_Data for this task_
-.-.-

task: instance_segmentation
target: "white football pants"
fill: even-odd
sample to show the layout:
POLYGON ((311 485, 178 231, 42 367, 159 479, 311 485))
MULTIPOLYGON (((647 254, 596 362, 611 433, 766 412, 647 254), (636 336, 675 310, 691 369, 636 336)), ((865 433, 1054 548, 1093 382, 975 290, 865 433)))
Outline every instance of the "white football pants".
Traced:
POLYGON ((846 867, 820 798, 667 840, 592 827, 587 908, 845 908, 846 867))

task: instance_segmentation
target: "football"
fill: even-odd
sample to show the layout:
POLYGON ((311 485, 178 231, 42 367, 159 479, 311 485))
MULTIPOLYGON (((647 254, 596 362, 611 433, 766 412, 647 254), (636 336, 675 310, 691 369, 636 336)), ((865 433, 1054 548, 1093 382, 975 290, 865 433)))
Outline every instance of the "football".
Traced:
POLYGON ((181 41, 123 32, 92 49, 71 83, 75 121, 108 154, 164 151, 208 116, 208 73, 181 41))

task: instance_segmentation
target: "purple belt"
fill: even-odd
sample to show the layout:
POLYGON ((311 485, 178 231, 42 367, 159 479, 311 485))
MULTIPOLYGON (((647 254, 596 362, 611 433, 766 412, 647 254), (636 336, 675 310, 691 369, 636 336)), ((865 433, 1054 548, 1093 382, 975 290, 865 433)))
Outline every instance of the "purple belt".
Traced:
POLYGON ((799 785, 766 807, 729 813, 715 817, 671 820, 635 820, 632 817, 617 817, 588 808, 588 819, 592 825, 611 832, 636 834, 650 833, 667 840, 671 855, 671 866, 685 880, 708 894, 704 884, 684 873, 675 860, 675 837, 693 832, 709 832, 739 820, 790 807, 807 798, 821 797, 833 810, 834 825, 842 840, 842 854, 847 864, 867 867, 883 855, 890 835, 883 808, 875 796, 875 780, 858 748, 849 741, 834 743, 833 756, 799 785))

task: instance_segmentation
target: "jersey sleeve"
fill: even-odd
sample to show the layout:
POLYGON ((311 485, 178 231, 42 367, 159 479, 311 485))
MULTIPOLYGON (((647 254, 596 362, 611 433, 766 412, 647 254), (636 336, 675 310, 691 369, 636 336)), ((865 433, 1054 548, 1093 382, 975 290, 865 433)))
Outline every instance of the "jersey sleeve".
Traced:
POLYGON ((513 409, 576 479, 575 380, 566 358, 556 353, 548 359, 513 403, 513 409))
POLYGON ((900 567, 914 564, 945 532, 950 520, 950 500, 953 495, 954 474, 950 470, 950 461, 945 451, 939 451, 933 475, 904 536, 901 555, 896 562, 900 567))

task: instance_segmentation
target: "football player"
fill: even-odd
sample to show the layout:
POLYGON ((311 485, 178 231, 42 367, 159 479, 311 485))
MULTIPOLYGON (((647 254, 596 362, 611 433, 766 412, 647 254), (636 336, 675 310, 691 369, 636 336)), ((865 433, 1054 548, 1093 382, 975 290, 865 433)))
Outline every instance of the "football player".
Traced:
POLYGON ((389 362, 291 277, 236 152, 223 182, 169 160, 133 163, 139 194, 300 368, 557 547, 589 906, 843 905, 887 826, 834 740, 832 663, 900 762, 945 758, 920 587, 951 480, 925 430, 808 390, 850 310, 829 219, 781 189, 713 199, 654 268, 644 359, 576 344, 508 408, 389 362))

-.-.-

_Task prompt_
Within the listing, count the lines that contain the word "football", and give the count by itself.

_Solution for this exercise_
6